Problem description.
Output all records precisely as written.

-------- Data for processing

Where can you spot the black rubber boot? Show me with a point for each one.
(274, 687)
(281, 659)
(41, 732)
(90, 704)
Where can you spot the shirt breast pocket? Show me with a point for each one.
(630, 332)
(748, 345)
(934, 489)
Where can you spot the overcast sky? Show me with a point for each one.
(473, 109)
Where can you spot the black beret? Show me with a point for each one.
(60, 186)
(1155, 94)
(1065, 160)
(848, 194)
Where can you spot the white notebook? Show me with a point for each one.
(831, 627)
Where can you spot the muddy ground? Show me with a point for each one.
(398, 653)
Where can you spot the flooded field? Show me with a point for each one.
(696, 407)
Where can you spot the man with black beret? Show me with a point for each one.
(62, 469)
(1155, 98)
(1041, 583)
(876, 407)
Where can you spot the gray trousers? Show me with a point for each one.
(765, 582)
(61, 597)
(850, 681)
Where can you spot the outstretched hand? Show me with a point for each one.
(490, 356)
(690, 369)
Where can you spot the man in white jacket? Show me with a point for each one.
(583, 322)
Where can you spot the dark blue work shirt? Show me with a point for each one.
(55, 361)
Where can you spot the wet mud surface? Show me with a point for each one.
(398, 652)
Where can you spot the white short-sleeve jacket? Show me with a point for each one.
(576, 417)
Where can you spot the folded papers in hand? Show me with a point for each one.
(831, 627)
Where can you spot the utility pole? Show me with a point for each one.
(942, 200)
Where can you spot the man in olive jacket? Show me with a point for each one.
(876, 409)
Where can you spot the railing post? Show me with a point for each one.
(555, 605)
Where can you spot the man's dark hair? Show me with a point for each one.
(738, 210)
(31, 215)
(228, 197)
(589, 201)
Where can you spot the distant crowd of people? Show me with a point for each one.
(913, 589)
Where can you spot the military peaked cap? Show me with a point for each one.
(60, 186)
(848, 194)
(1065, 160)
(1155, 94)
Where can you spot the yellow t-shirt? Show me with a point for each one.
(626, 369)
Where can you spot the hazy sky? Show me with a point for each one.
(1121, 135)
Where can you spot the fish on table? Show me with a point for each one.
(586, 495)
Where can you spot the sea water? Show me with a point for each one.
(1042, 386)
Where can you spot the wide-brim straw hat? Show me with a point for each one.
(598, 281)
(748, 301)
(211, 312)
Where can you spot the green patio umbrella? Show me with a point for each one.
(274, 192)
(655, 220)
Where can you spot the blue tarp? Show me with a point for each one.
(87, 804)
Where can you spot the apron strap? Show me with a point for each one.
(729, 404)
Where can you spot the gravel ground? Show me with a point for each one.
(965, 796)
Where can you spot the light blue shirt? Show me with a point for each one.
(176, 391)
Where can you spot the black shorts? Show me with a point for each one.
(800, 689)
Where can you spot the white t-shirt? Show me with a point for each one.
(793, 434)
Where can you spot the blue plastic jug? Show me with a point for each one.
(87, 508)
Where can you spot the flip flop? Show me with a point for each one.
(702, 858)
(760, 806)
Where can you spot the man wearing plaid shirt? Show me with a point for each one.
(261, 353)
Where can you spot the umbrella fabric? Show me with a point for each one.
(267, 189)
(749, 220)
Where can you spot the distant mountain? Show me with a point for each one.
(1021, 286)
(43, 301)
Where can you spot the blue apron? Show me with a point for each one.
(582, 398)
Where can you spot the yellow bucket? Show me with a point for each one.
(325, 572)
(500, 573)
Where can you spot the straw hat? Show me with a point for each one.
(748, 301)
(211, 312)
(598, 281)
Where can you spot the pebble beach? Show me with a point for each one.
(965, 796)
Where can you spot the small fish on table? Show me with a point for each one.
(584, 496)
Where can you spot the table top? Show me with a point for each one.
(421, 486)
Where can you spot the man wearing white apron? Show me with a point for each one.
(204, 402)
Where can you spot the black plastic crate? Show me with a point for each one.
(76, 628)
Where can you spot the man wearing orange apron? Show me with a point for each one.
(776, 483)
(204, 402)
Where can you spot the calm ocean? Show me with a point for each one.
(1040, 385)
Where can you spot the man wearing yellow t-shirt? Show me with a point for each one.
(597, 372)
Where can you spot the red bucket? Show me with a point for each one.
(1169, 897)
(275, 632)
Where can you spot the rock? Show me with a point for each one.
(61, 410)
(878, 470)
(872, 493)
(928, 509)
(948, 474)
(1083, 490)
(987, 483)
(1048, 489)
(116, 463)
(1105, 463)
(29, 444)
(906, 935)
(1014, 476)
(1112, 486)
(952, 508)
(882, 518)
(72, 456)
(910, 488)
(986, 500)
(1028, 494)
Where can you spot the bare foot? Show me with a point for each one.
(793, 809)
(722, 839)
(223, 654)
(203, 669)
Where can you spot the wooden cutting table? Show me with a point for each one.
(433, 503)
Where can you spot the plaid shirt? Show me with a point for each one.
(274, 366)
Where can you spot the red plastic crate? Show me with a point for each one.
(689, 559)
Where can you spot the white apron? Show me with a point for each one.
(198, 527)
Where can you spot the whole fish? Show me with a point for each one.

----------------

Solution.
Where can you spot the black rubber boot? Show me with a point for each one.
(274, 687)
(281, 659)
(41, 732)
(90, 704)
Where can you spot the shirt breast pocket? Show me with a point for each one.
(630, 332)
(748, 345)
(934, 489)
Where can you spot the overcast sky? Show me with a point for each one.
(473, 109)
Where can you spot the black beret? Show me with a point for each one.
(60, 186)
(1155, 94)
(1065, 160)
(848, 194)
Where can you spot the white notebook? Show me with a point for each one.
(831, 627)
Where can you spot the muddy ground? Show me with a point for each one.
(398, 653)
Where can you spot the flooded field? Show me with a point for each one.
(696, 407)
Where can you spot the man with black beret? Show me with a point for each one.
(62, 469)
(1155, 98)
(1041, 583)
(876, 407)
Where can you spot the gray trousers? Show me with a point for each one.
(765, 582)
(61, 597)
(850, 681)
Where can you spot the outstretched hand? Show me with a point for each one.
(490, 356)
(690, 369)
Where can you spot the man in white jacket? Show me with a point for each one.
(583, 322)
Where can you spot the dark blue work shirt? Show me with a point for each one.
(55, 361)
Where can you spot the wet mud surface? Show me with a point for each one.
(398, 652)
Where can you spot the white short-sleeve jacket? Show me with a point for each one.
(576, 417)
Where can you spot the folded papers in hand? Show me with a point for each one.
(831, 627)
Where can you spot the utility pole? Show me with a point for each one.
(942, 200)
Where can you spot the man in olive jacket? Show me with a point for each one.
(876, 409)
Where can you spot the railing post? Show me with a point for each one.
(555, 605)
Where can you spot the man's dark hair? Show me with a point for each one.
(738, 210)
(31, 215)
(228, 197)
(589, 201)
Where can you spot the distant crowd of people? Show me with a point for each one.
(913, 589)
Where can you spot the military peaked cap? Show me with a point for each one.
(60, 186)
(848, 194)
(1065, 160)
(1155, 94)
Where can you spot the yellow t-shirt? Show me with a point for each one.
(626, 369)
Where can you spot the hazy sky? Show me with a point for each one.
(1121, 135)
Where can you spot the fish on table? Show me with a point for each one.
(586, 495)
Where can you spot the sea water? Show me with a point for each one.
(1042, 386)
Where can you spot the wide-brim straw hat? Show me with a point for each one.
(598, 281)
(748, 301)
(211, 312)
Where can you spot the green patio umbrella? Show me with a point for each one.
(274, 192)
(655, 220)
Where can you spot the blue tarp? Show me with a point for each one.
(87, 804)
Where can you spot the apron strap? Show me with a point for each one.
(729, 404)
Where can you spot the gravel ground? Show me with a point for each one.
(965, 796)
Where can you spot the light blue shirt? Show me with a point for each one.
(176, 391)
Where can you spot the black shorts? Show me with a point for each one.
(800, 689)
Where can you spot the white t-shirt? Show me with a point for each one.
(793, 434)
Where can you spot the blue plastic jug? Show me with a point for each one.
(87, 508)
Where can you spot the flip flop? Show me with a point for each one.
(702, 858)
(760, 806)
Where can you spot the man wearing plaid shirt? Show me with a point for each one.
(261, 353)
Where can you spot the umbrella fabric? Show me with a point for each one.
(267, 189)
(749, 220)
Where can you spot the distant mountain? Show me with a point for each one.
(1021, 286)
(43, 301)
Where can you spot the blue apron? Show me with a point for each one.
(582, 398)
Where can you spot the yellow bucket? Show me with a point for each one.
(325, 572)
(500, 573)
Where can you spot the straw hat? Show me with a point for each one.
(748, 301)
(211, 312)
(598, 281)
Where can you spot the pebble beach? Show me with a point for each one.
(965, 796)
Where can you spot the small fish on table? Show me with a point for each one.
(584, 496)
Where can you spot the table top? Show me with a point for each one.
(421, 486)
Where can you spot the man wearing white apron? Show me with a point for each one.
(204, 402)
Where can you spot the black plastic crate? Show me with a point for each one.
(76, 628)
Where can you spot the man wearing orange apron? Show me with a point for each one.
(776, 483)
(204, 402)
Where can you spot the calm ocean? Show me with a point for each one.
(1040, 385)
Where can you spot the man wearing yellow t-shirt? Show me with a point for each one.
(597, 372)
Where can you spot the red bucket? Show me with a point for each one.
(1169, 897)
(275, 632)
Where can you spot the rock? Show me with a point for each one.
(61, 410)
(878, 470)
(872, 493)
(928, 509)
(948, 474)
(1083, 490)
(987, 483)
(1048, 489)
(116, 463)
(1105, 463)
(29, 444)
(906, 935)
(1014, 476)
(1112, 486)
(952, 508)
(882, 518)
(72, 456)
(910, 488)
(986, 500)
(1028, 494)
Where can you spot the bare foot? Show me with a point for each one.
(793, 809)
(722, 839)
(223, 654)
(203, 669)
Where can you spot the wooden cutting table? Show me with a point for each one.
(433, 503)
Where can you spot the plaid shirt? Show me with a point for each one.
(274, 366)
Where can you spot the red plastic crate? Show me with a point for each one.
(689, 559)
Where can you spot the white apron? Show me with a point for each one.
(198, 527)
Where can you spot the whole fish? Show me with a point for each one.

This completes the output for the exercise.